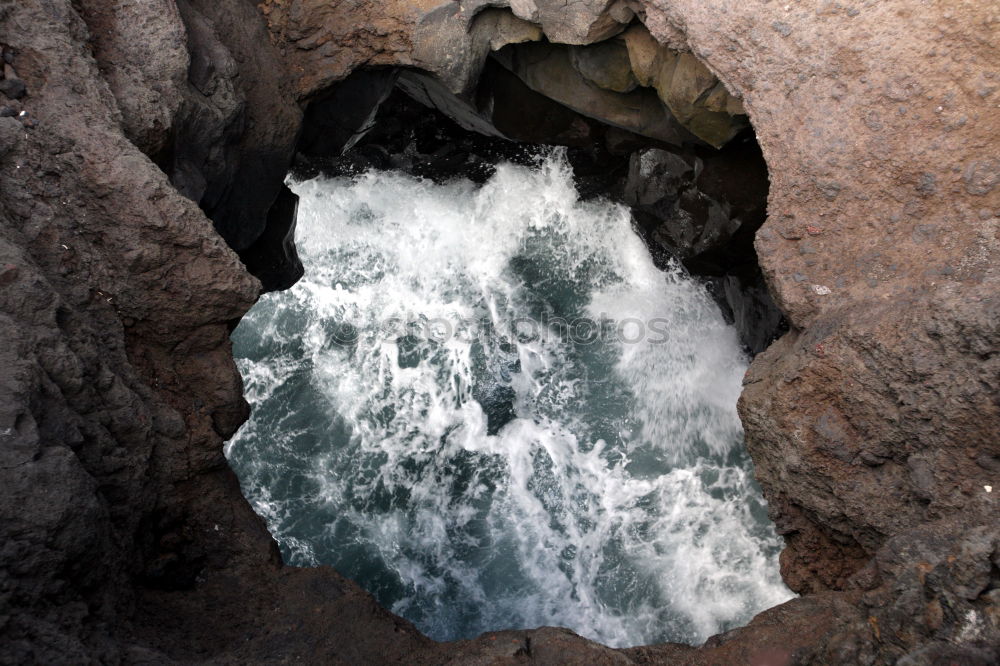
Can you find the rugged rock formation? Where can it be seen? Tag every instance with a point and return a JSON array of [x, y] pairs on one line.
[[127, 126]]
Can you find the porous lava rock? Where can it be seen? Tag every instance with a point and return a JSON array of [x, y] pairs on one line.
[[148, 134]]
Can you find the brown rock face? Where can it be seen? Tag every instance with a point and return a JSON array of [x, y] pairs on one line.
[[873, 424]]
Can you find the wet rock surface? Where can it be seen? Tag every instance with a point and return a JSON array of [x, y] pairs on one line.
[[146, 133]]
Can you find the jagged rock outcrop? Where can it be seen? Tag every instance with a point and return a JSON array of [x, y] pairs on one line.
[[126, 127]]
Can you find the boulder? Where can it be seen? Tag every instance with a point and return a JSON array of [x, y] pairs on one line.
[[548, 69], [606, 65]]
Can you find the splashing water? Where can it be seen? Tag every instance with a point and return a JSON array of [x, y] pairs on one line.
[[489, 408]]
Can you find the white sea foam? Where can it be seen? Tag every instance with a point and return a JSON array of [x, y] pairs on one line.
[[613, 499]]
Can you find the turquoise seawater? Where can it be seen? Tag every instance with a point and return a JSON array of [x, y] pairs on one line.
[[488, 407]]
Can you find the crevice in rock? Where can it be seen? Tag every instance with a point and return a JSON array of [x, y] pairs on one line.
[[693, 203]]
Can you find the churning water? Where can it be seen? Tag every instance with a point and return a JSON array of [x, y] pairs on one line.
[[487, 406]]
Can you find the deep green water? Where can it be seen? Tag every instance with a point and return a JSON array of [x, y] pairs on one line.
[[489, 408]]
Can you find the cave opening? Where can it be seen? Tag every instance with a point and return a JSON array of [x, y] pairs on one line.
[[429, 418]]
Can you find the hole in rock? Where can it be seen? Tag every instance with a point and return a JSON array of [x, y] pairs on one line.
[[504, 393]]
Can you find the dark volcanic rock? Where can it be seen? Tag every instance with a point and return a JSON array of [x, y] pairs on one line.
[[872, 422]]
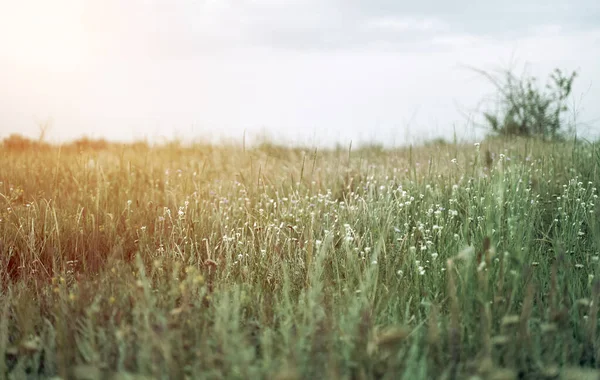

- Problem -
Edit the listing from its start through the line containing "[[487, 406]]", changing "Tag" to "Mark" and keeping everything else the same. Leave the pictures out of your answer.

- Complete answer -
Can you find the rugged rock formation? Where can it be seen? Mark every instance with a point and return a JSON array of [x, y] pairs on one line.
[[127, 126]]
Can you find the porous lava rock? Where can it be seen? Mark every instance with a point and return a JSON array of [x, y] pairs on one line.
[[148, 134]]
Can you find the brown rock face? Where can it be seen? Mark every instance with a point and return a JSON array of [x, y] pairs on one line.
[[873, 424]]
Can you find the wet rock surface? Where can it be seen? Mark every instance with a point and return a JSON array of [x, y] pairs on one line.
[[146, 133]]
Can you find the jagged rock outcrop? Where can it be seen? Mark every instance with a point and return a JSON array of [x, y] pairs on one line.
[[126, 127]]
Can you find the boulder? Where can it be seen? Mark every instance with a point and return a JSON array of [x, y] pairs on one line.
[[548, 69], [606, 65]]
Can you find the splashing water? Where can it be seen? Mark every instance with a point and return a JSON array of [x, y] pairs on one line.
[[489, 408]]
Can you find the white sea foam? Where can it be seen? Mark every instance with a point and return a JSON array of [x, y] pairs on one line.
[[613, 499]]
Can you find the turquoise seawater? Where can it be seen? Mark every instance with a point and return a JSON array of [x, y] pairs on one line.
[[488, 407]]
Can you find the crevice in rock? Where can it be seen? Mark every instance with a point and return a JSON array of [x, y] pairs on one line.
[[693, 203]]
Can you find the churning water? Where can it be seen? Mark every instance with a point and return a JSON array of [x, y] pairs on one line.
[[487, 406]]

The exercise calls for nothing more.